The task:
Please swap every "query" for "search" in the entries that follow and write them out again with nothing else changed. Leave the pictures out of your answer.

Records of labeled points:
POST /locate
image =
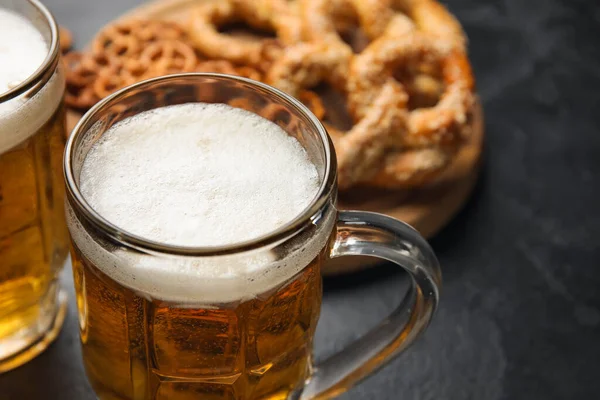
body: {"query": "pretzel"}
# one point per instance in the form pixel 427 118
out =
pixel 328 19
pixel 65 39
pixel 82 70
pixel 411 168
pixel 361 150
pixel 208 16
pixel 433 18
pixel 117 40
pixel 305 65
pixel 168 57
pixel 106 83
pixel 440 124
pixel 226 67
pixel 128 38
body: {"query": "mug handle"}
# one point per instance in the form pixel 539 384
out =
pixel 377 235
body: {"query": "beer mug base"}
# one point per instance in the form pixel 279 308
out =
pixel 33 339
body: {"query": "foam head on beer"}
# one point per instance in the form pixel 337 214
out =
pixel 23 50
pixel 200 175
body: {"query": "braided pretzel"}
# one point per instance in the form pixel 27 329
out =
pixel 361 149
pixel 433 18
pixel 306 65
pixel 411 168
pixel 209 16
pixel 128 38
pixel 81 73
pixel 440 124
pixel 169 56
pixel 226 67
pixel 327 19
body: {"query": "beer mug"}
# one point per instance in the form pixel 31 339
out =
pixel 33 234
pixel 158 322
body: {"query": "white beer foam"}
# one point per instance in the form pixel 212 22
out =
pixel 22 51
pixel 199 175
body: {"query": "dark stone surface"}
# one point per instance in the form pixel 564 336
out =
pixel 520 312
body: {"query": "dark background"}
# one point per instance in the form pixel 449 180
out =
pixel 520 310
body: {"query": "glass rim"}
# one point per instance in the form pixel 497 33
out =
pixel 46 69
pixel 306 218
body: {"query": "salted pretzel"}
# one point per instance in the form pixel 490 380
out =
pixel 82 71
pixel 327 20
pixel 439 124
pixel 411 168
pixel 226 67
pixel 129 38
pixel 360 149
pixel 433 18
pixel 305 65
pixel 168 57
pixel 209 16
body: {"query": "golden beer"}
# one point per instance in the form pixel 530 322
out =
pixel 199 232
pixel 139 348
pixel 33 235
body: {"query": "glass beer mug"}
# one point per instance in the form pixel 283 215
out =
pixel 33 235
pixel 151 329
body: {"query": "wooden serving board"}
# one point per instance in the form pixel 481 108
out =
pixel 427 209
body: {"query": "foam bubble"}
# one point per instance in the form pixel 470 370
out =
pixel 200 175
pixel 22 51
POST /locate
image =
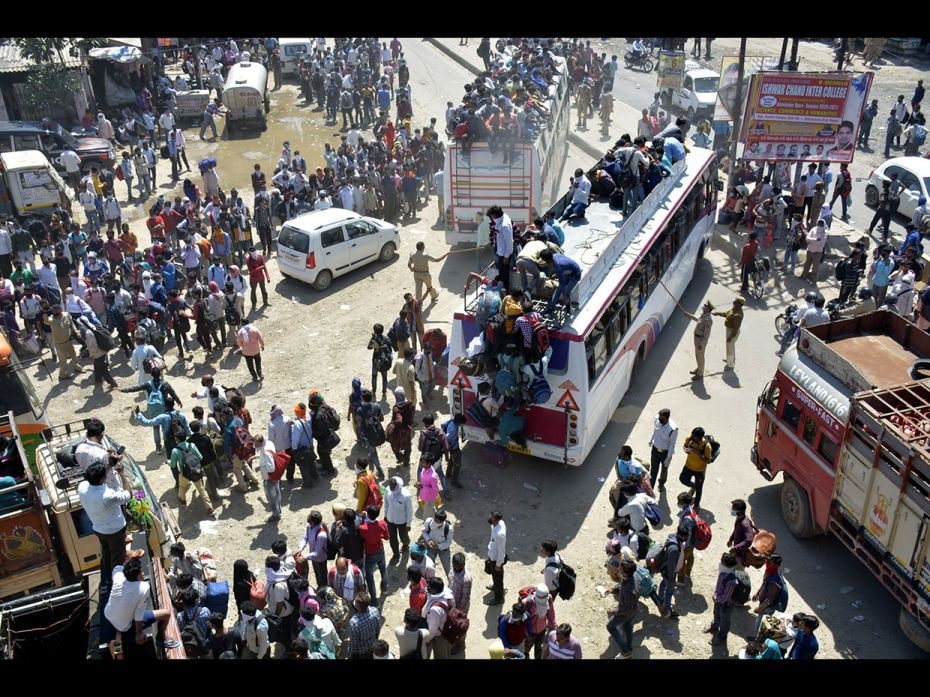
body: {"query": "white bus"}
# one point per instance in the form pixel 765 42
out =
pixel 621 308
pixel 525 187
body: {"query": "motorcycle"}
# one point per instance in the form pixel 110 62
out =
pixel 644 61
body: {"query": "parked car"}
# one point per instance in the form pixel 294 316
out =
pixel 913 173
pixel 318 246
pixel 30 135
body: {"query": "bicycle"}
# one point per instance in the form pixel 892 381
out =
pixel 758 277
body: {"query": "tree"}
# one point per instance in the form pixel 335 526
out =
pixel 50 89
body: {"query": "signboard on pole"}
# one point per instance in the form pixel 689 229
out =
pixel 726 108
pixel 671 69
pixel 804 116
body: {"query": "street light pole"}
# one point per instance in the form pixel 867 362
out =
pixel 738 117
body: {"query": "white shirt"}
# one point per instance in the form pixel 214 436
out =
pixel 128 601
pixel 71 160
pixel 497 546
pixel 664 435
pixel 102 505
pixel 582 190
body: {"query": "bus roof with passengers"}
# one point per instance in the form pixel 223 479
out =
pixel 634 269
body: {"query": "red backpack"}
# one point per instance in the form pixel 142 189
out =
pixel 702 533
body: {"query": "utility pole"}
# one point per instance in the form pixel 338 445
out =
pixel 738 117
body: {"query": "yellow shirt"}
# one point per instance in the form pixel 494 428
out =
pixel 699 456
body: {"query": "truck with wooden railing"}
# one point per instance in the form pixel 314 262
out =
pixel 848 427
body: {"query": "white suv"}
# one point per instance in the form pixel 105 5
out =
pixel 318 246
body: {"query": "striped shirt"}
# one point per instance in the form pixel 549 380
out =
pixel 571 651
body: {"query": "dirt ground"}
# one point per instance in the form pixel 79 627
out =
pixel 318 341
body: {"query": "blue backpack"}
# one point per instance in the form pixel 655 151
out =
pixel 155 404
pixel 540 392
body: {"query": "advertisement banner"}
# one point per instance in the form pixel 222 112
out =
pixel 726 108
pixel 671 69
pixel 804 116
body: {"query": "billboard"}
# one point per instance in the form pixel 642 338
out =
pixel 671 69
pixel 804 116
pixel 726 108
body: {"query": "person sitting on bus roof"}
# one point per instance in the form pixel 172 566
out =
pixel 567 271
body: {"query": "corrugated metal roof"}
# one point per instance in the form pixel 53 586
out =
pixel 11 61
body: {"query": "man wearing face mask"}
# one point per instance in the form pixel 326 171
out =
pixel 743 531
pixel 252 630
pixel 662 445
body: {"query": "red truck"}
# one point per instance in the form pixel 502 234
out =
pixel 848 426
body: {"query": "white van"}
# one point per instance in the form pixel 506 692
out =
pixel 318 246
pixel 245 96
pixel 291 49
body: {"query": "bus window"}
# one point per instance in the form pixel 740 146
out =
pixel 771 397
pixel 791 415
pixel 827 449
pixel 810 430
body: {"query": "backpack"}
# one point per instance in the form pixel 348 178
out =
pixel 645 584
pixel 257 595
pixel 540 335
pixel 328 417
pixel 565 582
pixel 243 445
pixel 191 466
pixel 702 533
pixel 540 392
pixel 375 497
pixel 781 602
pixel 743 588
pixel 505 382
pixel 196 642
pixel 231 312
pixel 432 446
pixel 477 413
pixel 920 135
pixel 456 624
pixel 155 404
pixel 374 431
pixel 281 461
pixel 105 341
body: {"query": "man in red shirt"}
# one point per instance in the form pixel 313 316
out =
pixel 748 259
pixel 374 532
pixel 258 274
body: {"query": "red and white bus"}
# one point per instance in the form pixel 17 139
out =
pixel 524 187
pixel 621 308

Result of the task:
POST /locate
image =
body: {"search": "pretzel"}
# one point per instance in the form pixel 427 118
out =
pixel 328 19
pixel 65 39
pixel 82 70
pixel 411 168
pixel 361 150
pixel 208 16
pixel 433 18
pixel 117 40
pixel 305 65
pixel 168 57
pixel 106 83
pixel 440 124
pixel 226 67
pixel 128 38
body: {"search": "mug handle"}
# one point per instance in the form pixel 539 384
out =
pixel 377 235
body: {"search": "beer mug base"}
# one point per instance in the form pixel 279 308
out =
pixel 33 339
body: {"search": "foam head on beer"}
# one point per instance in the form pixel 337 214
out =
pixel 23 50
pixel 200 175
body: {"search": "braided pretzel"}
# one point per instance in the form pixel 27 329
out =
pixel 361 149
pixel 433 18
pixel 306 65
pixel 411 168
pixel 209 16
pixel 128 38
pixel 81 73
pixel 440 124
pixel 169 56
pixel 226 67
pixel 327 19
body: {"search": "beer mug"}
# one point per instance in the form pixel 31 339
out =
pixel 33 234
pixel 158 322
body: {"search": "white beer foam"}
# one point per instance in the form pixel 212 22
out =
pixel 22 51
pixel 199 175
body: {"search": "dark stone surface"}
# one point per instance in the form pixel 564 336
out =
pixel 520 312
body: {"search": "dark background"}
# one point per instance in the form pixel 449 180
out =
pixel 520 310
body: {"search": "glass rim"}
# one point per instance in the form pixel 497 33
out =
pixel 46 69
pixel 306 218
body: {"search": "salted pretzel"}
# one point per instance in the form pixel 490 380
out =
pixel 82 71
pixel 327 20
pixel 439 124
pixel 411 168
pixel 226 67
pixel 129 38
pixel 360 149
pixel 433 18
pixel 305 65
pixel 168 57
pixel 209 16
body: {"search": "golden beer"}
# one point per instance in the form pixel 530 322
out =
pixel 199 232
pixel 139 348
pixel 33 235
body: {"search": "glass beer mug"}
# one point per instance in the form pixel 283 215
out =
pixel 33 235
pixel 151 329
body: {"search": "wooden serving board"}
# one point per instance in the form pixel 481 108
out =
pixel 427 209
body: {"search": "foam bubble"}
# one point per instance in the form pixel 470 370
out =
pixel 200 175
pixel 22 51
POST /locate
image =
body: {"search": "white bus"}
# one point per instance in the form pixel 765 42
out =
pixel 621 308
pixel 525 187
body: {"search": "motorcycle"}
# one point per instance in the form pixel 110 62
out =
pixel 644 61
body: {"search": "parked car"}
# one point per instance in the form pixel 294 316
out =
pixel 913 173
pixel 318 246
pixel 30 135
body: {"search": "bicycle"}
# one point per instance in the form pixel 892 381
out =
pixel 758 277
body: {"search": "tree"}
# one point per instance in the form pixel 335 526
out =
pixel 50 89
body: {"search": "signboard on pole"}
# one point per instance in the form pixel 689 229
out =
pixel 726 108
pixel 671 69
pixel 804 116
body: {"search": "street light pole"}
# one point per instance in the form pixel 867 362
out =
pixel 738 117
body: {"search": "white shirt"}
# one point per instance in the form pixel 214 436
out =
pixel 128 601
pixel 71 160
pixel 497 546
pixel 664 435
pixel 102 505
pixel 582 190
body: {"search": "bus roof with passengers"}
# one point per instance in the form pixel 223 479
out =
pixel 634 269
body: {"search": "red backpack"}
# one point per instance in the form pixel 142 189
out =
pixel 702 533
body: {"search": "utility pole"}
# one point per instance in the form pixel 338 445
out =
pixel 738 117
body: {"search": "yellow shirt"}
# one point per instance in the form pixel 494 428
out =
pixel 699 456
body: {"search": "truck with wooden railing"}
# one point per instance in the form pixel 314 262
out =
pixel 848 427
body: {"search": "white suv"}
# one point per instance in the form pixel 105 5
out =
pixel 318 246
body: {"search": "striped shirt"}
# one point per instance in the form pixel 549 380
out =
pixel 571 651
body: {"search": "dirt ground"}
# one point per instance in the form pixel 79 627
out =
pixel 318 341
body: {"search": "blue backpack"}
# one point per instance in the form pixel 655 151
out =
pixel 155 404
pixel 540 392
body: {"search": "advertisement banner"}
# one point per instance in the form pixel 222 112
out =
pixel 726 108
pixel 671 69
pixel 804 116
body: {"search": "billboard"}
# one point per instance in the form pixel 642 338
out =
pixel 671 69
pixel 804 116
pixel 726 108
body: {"search": "person sitting on bus roof"}
# one point per instance in the form pixel 172 566
out =
pixel 567 271
body: {"search": "corrugated metal roof"}
# one point per instance in the form pixel 53 586
out =
pixel 11 61
body: {"search": "man wearing face mask"}
# one point per instance in the form pixel 326 171
out =
pixel 743 531
pixel 252 630
pixel 662 445
body: {"search": "red truck"}
# one point per instance in the form pixel 502 234
out =
pixel 848 426
body: {"search": "white van"}
# one point per instance in the form pixel 506 692
out =
pixel 318 246
pixel 245 96
pixel 291 49
body: {"search": "bus window"}
# one point per instance in the form pixel 740 146
out =
pixel 771 397
pixel 791 415
pixel 827 449
pixel 810 430
body: {"search": "backpack"}
# one point per instance in the form pixel 348 178
out =
pixel 645 584
pixel 257 595
pixel 540 335
pixel 328 417
pixel 565 582
pixel 243 445
pixel 191 466
pixel 702 533
pixel 540 392
pixel 375 497
pixel 781 602
pixel 743 588
pixel 505 382
pixel 196 642
pixel 231 312
pixel 432 446
pixel 477 413
pixel 920 135
pixel 456 624
pixel 155 404
pixel 374 431
pixel 281 461
pixel 105 341
body: {"search": "man in red shirt"}
# one point per instance in the form pixel 313 316
out =
pixel 748 259
pixel 374 532
pixel 258 274
body: {"search": "red and white bus"}
# one point per instance in the form pixel 17 139
out =
pixel 524 187
pixel 621 308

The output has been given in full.